◆ Required work
Return every line of the listing that contains the string "roof". Case counts, so the match must be case-sensitive.

◆ Task material

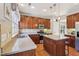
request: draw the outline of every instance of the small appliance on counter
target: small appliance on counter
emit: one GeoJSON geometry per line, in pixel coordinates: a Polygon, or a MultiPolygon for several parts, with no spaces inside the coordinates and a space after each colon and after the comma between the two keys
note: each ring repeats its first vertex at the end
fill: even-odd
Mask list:
{"type": "Polygon", "coordinates": [[[76,22],[75,23],[75,37],[76,37],[76,40],[75,40],[75,49],[77,51],[79,51],[79,22],[76,22]]]}

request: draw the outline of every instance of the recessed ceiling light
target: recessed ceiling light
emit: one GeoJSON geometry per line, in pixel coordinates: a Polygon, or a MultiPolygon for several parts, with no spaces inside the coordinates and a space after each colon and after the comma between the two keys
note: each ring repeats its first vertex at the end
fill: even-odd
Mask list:
{"type": "Polygon", "coordinates": [[[46,12],[46,11],[47,11],[47,9],[43,9],[43,11],[44,11],[44,12],[46,12]]]}
{"type": "Polygon", "coordinates": [[[31,6],[31,8],[34,9],[35,7],[34,6],[31,6]]]}
{"type": "Polygon", "coordinates": [[[24,4],[22,4],[22,3],[21,3],[20,5],[21,5],[21,6],[24,6],[24,4]]]}

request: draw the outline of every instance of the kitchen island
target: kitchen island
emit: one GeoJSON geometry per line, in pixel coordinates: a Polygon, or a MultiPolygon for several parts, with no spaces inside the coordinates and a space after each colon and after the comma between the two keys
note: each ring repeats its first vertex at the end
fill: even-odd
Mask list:
{"type": "Polygon", "coordinates": [[[56,35],[44,35],[44,49],[51,56],[65,56],[65,41],[68,37],[59,37],[56,35]]]}
{"type": "Polygon", "coordinates": [[[34,56],[36,45],[27,35],[23,38],[12,39],[14,42],[9,42],[4,48],[2,55],[4,56],[34,56]]]}

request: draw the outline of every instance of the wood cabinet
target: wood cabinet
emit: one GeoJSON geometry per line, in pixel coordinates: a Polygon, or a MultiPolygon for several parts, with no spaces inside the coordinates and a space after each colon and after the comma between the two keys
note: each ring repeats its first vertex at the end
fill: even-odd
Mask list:
{"type": "Polygon", "coordinates": [[[79,13],[67,16],[67,28],[75,28],[77,21],[79,21],[79,13]]]}
{"type": "Polygon", "coordinates": [[[43,24],[45,28],[50,29],[50,19],[23,15],[19,23],[20,28],[37,29],[39,24],[43,24]]]}
{"type": "Polygon", "coordinates": [[[68,42],[69,42],[69,46],[75,48],[75,36],[71,36],[71,35],[65,35],[67,37],[69,37],[68,42]]]}
{"type": "Polygon", "coordinates": [[[31,34],[31,35],[29,35],[30,36],[30,38],[33,40],[33,42],[35,43],[35,44],[39,44],[40,43],[40,36],[38,35],[38,34],[31,34]]]}
{"type": "Polygon", "coordinates": [[[65,40],[53,40],[44,37],[44,49],[51,56],[65,56],[65,40]]]}

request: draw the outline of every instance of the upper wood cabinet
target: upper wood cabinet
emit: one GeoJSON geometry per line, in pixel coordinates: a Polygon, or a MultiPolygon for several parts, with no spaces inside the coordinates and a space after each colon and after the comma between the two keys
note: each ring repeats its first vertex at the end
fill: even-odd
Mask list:
{"type": "Polygon", "coordinates": [[[67,16],[67,28],[75,28],[77,21],[79,21],[79,13],[67,16]]]}
{"type": "Polygon", "coordinates": [[[50,19],[44,19],[32,16],[21,16],[20,28],[37,29],[39,24],[43,24],[44,28],[50,29],[50,19]]]}

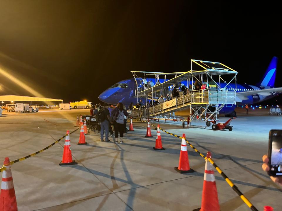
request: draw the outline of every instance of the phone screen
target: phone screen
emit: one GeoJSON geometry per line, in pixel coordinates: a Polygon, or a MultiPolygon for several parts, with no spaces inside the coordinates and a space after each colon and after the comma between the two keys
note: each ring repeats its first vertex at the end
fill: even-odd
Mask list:
{"type": "Polygon", "coordinates": [[[272,142],[270,173],[273,176],[282,176],[282,130],[271,132],[270,137],[272,142]]]}

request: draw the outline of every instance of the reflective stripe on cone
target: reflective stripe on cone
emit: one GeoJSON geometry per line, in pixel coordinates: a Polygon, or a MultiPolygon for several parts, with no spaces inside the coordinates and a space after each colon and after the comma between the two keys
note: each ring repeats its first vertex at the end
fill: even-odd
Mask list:
{"type": "Polygon", "coordinates": [[[180,148],[180,156],[179,156],[179,162],[178,167],[175,167],[174,169],[181,173],[190,173],[195,171],[190,168],[189,164],[189,159],[188,157],[188,152],[186,141],[184,139],[185,137],[184,133],[182,136],[183,138],[181,140],[181,146],[180,148]]]}
{"type": "Polygon", "coordinates": [[[0,191],[0,210],[17,211],[17,200],[9,157],[5,158],[4,165],[7,165],[2,174],[0,191]]]}
{"type": "MultiPolygon", "coordinates": [[[[211,157],[210,152],[208,152],[207,154],[207,158],[211,157]]],[[[219,211],[220,210],[216,185],[212,165],[207,159],[206,160],[205,166],[201,207],[194,210],[193,211],[219,211]]]]}
{"type": "Polygon", "coordinates": [[[65,140],[64,151],[63,152],[63,158],[62,161],[59,165],[63,166],[77,164],[77,163],[73,160],[71,156],[71,150],[70,149],[70,132],[67,131],[67,135],[65,140]]]}
{"type": "Polygon", "coordinates": [[[156,143],[155,147],[153,148],[156,150],[164,150],[165,149],[162,147],[162,137],[161,137],[161,132],[160,130],[160,125],[158,125],[157,131],[157,137],[156,137],[156,143]]]}

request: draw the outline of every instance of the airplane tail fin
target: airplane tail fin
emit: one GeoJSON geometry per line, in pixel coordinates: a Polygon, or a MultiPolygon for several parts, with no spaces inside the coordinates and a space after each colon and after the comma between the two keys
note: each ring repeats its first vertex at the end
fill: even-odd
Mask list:
{"type": "Polygon", "coordinates": [[[276,57],[273,57],[272,58],[266,72],[264,74],[264,76],[261,84],[261,86],[274,87],[278,60],[278,58],[276,57]]]}

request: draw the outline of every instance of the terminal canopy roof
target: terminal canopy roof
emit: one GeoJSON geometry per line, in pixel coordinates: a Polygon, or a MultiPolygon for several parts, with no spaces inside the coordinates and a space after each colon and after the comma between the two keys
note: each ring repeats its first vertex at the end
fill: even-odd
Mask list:
{"type": "Polygon", "coordinates": [[[209,75],[219,75],[230,74],[236,74],[238,73],[236,71],[228,67],[227,66],[220,62],[214,62],[191,59],[192,69],[187,72],[182,72],[175,73],[156,73],[147,74],[149,75],[174,75],[176,77],[170,79],[160,84],[148,89],[138,93],[138,94],[144,95],[145,93],[147,94],[152,93],[152,92],[157,91],[166,87],[168,87],[175,84],[188,79],[192,80],[192,75],[195,77],[201,74],[208,74],[209,75]],[[195,65],[195,64],[197,65],[195,65]],[[194,66],[195,66],[194,67],[194,66]]]}

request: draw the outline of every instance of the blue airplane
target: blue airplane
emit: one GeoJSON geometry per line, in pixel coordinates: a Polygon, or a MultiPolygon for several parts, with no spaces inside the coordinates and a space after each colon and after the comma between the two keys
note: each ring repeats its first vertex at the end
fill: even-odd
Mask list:
{"type": "MultiPolygon", "coordinates": [[[[235,84],[230,83],[226,86],[227,84],[221,83],[221,87],[223,88],[226,86],[228,90],[236,92],[237,105],[257,103],[276,97],[279,92],[282,92],[282,87],[274,87],[278,60],[278,58],[276,57],[272,58],[261,83],[257,86],[237,84],[236,89],[235,84]]],[[[147,79],[147,80],[149,81],[149,79],[147,79]]],[[[160,81],[163,83],[164,80],[160,79],[160,81]]],[[[136,82],[137,87],[142,87],[144,85],[143,80],[141,78],[137,79],[136,82]]],[[[187,86],[186,81],[182,83],[187,86]]],[[[190,84],[192,83],[190,81],[190,84]]],[[[101,101],[112,105],[116,105],[119,102],[126,105],[132,102],[135,105],[139,99],[134,97],[135,89],[136,87],[135,86],[135,84],[134,78],[121,81],[103,92],[99,96],[99,98],[101,101]]],[[[219,113],[235,116],[236,112],[234,110],[236,107],[236,105],[230,107],[225,106],[219,113]]]]}

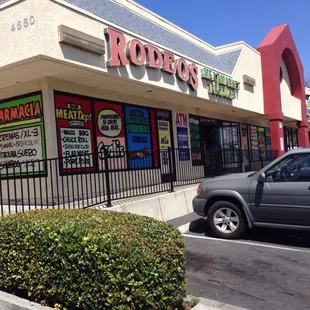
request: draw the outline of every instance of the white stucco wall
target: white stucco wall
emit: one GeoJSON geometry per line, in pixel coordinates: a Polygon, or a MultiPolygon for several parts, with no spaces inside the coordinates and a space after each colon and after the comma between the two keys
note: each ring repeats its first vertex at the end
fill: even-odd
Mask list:
{"type": "Polygon", "coordinates": [[[291,95],[291,84],[284,60],[281,60],[283,79],[280,84],[282,112],[284,116],[301,120],[300,100],[291,95]]]}
{"type": "Polygon", "coordinates": [[[260,53],[244,42],[238,42],[217,48],[221,52],[242,49],[232,78],[240,82],[238,99],[233,101],[235,107],[264,114],[263,81],[260,53]],[[255,79],[255,86],[243,83],[243,75],[255,79]]]}

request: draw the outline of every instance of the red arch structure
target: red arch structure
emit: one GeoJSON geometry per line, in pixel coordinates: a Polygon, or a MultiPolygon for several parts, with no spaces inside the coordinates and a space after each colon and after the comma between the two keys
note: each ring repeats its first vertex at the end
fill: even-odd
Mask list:
{"type": "Polygon", "coordinates": [[[300,99],[302,120],[297,121],[299,146],[308,146],[308,119],[305,106],[304,70],[288,25],[274,27],[257,47],[261,53],[264,109],[270,126],[271,147],[284,153],[284,115],[281,104],[280,64],[287,67],[291,95],[300,99]],[[281,143],[282,142],[282,143],[281,143]]]}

◆ Reply to the task
request: draw the outline of every instance of the terminal canopy roof
target: terminal canopy roof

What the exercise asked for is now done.